Many MySQL critics have complaint about the lacking of key features, scalability and standards compliance. They also often complain about users who fall for MySQL's successful marketing, short of blaming the inherit evil nature of the universe why such inferior technology is so popular.

While MySQL has been catching up on all of the above mentioned fronts, it cannot be denied that one of its key strength's is its active community. While some will argue that this community was a direct result of giving the masses the features they needed, instead of clobbering them with features that would just overwhelm these often self educated people. Others might simply attribute this to their effective marketing machinery. However even today MySQL attracts new users even though the product has become considerably more complex. This is probably due to its clear dominance as the OSS database of choice. At the same time MySQL is now able to make in roads into the infamous “enterprise“.

A brief excourse. MySQL sets itself apart from other databases by the concept of storage engines, which let you choose from a wide range of features (or missing features) to be able to tune the feature set and performance for the exact needs of an application. While MySQL fan boys sometimes think that this means that other RDBMS lack such flexibility entirely the key feature here is modularity. This is one of the main aspects which is behind the success of OSS software. Commercial vendors want to bundle things as much as possible, sticking features into the core of already overdeveloped products. With MySQL 5.1 this storage engine concept will be enhanced to allow “pluggable” storage engines. This means that storage engines now do not need to be compiled in anymore.

◇ ◇ ◇ ◇

*AIM 1:* Name every shortcoming of MySQL that critics complain about, according to the first paragraph of the MySQL commentary.
*AIM 2:*
Using the MySQL commentary, answer these questions:
(a) What does the commentary call one of MySQL's key strengths?
(b) What do commercial vendors want, according to the commentary?
(c) Which MySQL version will enhance the storage engine concept to allow "pluggable" storage engines?

*DATASET SECTION:*
◇ ◇ ◇ ◇

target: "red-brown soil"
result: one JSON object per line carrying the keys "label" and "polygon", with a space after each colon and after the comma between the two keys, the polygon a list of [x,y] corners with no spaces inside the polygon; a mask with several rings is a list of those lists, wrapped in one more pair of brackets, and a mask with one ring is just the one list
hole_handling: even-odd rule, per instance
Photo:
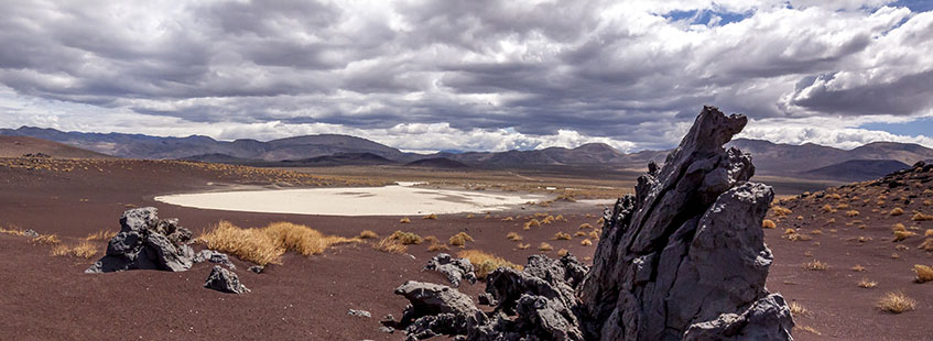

◇ ◇ ◇ ◇

*FINISHED ANSWER 1:*
- Lack of key features
- Scalability
- Standards compliance

*FINISHED ANSWER 2:*
(a) Its active community.
(b) To bundle things as much as possible, sticking features into the core of already overdeveloped products.
(c) MySQL 5.1.